**Directions for this task**: The records that follow are to be reproduced verbatim.

**Material shown**:
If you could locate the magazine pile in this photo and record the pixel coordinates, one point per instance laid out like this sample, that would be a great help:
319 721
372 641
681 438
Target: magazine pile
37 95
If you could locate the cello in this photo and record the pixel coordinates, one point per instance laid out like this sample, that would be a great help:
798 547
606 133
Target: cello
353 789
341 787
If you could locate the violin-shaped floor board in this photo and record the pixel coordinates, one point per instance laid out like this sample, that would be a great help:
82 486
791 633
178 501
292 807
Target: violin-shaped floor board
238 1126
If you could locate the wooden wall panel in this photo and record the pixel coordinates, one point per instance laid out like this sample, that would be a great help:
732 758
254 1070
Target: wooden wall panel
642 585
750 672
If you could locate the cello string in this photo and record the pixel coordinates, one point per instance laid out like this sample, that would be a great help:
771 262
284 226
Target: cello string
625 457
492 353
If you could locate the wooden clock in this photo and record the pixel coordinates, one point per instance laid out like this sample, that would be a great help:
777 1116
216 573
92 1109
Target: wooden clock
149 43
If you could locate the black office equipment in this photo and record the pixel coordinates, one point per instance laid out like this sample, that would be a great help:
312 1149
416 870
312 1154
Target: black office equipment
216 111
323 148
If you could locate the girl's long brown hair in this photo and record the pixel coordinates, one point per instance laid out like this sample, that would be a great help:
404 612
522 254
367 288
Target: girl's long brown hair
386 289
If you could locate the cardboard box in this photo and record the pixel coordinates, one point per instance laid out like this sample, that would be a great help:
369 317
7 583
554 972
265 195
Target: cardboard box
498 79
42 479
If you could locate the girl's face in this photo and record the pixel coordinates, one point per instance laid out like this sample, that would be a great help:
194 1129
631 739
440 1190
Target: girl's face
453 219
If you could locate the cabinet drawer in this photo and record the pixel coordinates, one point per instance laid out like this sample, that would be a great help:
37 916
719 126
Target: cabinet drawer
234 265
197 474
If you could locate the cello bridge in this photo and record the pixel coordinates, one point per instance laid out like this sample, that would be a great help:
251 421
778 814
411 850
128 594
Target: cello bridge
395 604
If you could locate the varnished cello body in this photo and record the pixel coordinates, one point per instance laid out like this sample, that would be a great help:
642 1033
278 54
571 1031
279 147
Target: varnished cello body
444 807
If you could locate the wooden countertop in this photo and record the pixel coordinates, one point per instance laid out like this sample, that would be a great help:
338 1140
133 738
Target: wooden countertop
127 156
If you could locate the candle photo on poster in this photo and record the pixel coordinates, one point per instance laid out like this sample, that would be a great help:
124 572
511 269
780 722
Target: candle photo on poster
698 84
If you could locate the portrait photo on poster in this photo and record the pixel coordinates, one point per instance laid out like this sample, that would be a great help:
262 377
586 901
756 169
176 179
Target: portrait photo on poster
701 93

**Your solution**:
If you could locate the magazine pile in this photo and record the pixel coordinates, one point per instance laid out like this sample, that would be a great help:
319 721
372 641
681 438
Target: magazine pile
37 95
If you could locate the cello in this photo and record the pixel coordinates, one point per instance laid out like this sample, that would be a great help:
798 547
606 133
Target: cello
353 789
341 787
If you could locate the violin-shaped floor board in this photo and record the pixel coordinates, one point per instance laid out like this sample, that would be a great help:
82 486
791 633
178 501
292 807
Target: violin-shaped floor board
238 1126
If you could locate the wooden wall panel in this photo and record the pixel coordinates, one point per instance laid out like this sample, that would be a great help:
732 758
254 1070
Target: wooden wall panel
642 585
750 672
If you could locate the cello string in this photo and record the pixel coordinates, one point per instance laid out like this sample, that would be a great help:
771 262
284 226
Target: cello string
625 457
492 353
If you could locate the wooden clock in this photo and record the pixel coordinates, one point per instance laid out like this sample, that would be a great help:
777 1116
216 573
92 1109
Target: wooden clock
149 43
If you could locate the black office equipment in this photo and record the pixel coordinates, one point per instance laid out like this sample, that would be a great help:
312 1149
416 870
312 1154
Target: black office equipment
216 111
323 148
If you could locate the girl's long brown hair in this photo and record the pixel coordinates, one point per instance laid out like this sample, that would be a great help:
404 612
522 254
367 288
Target: girl's long brown hair
386 289
If you could locate the cardboard box in this photo and record the pixel coordinates, one point per instance laid out like this sample, that would be a great help:
369 317
7 583
554 972
265 195
Target: cardboard box
498 79
42 479
If you could locate the girl's face in this photo and record the pixel coordinates, one point per instance laid out like this sample, that would be a great help:
194 1129
631 739
440 1190
Target: girl's face
453 219
If you could locate the cabinet drawer in this photo and record the pixel coordinates, one point per instance laid out like this sample, that would be a great help:
37 916
719 126
Target: cabinet drawer
234 265
197 474
If you could locate the cello bridge in this photo and record the pixel coordinates, one point per instance laid out like this sample, that would be a great help:
251 421
778 814
411 850
128 594
Target: cello bridge
395 604
If you could locate the varnished cello body in this photo and record the pixel coordinates, one point per instance laid out like this sample, that would be a great help:
642 1033
278 54
571 1031
279 147
Target: varnished cello body
444 807
If you could locate the wooden countertop in this photo and record the pixel coordinates, one point per instance laid out like this sample, that would be a great help:
338 1140
133 738
Target: wooden countertop
127 156
If you could locate the candle photo on poster in this photo and record the pixel coordinates, one point per instance laid out like this sample, that would be a great help:
124 572
511 269
780 722
Target: candle photo on poster
698 84
If you could locate the portrait photo on poster in this photo and record the pixel coordinates, one point per instance laid out like this sample, that would be a great help:
262 377
586 901
756 169
176 179
Target: portrait photo on poster
701 93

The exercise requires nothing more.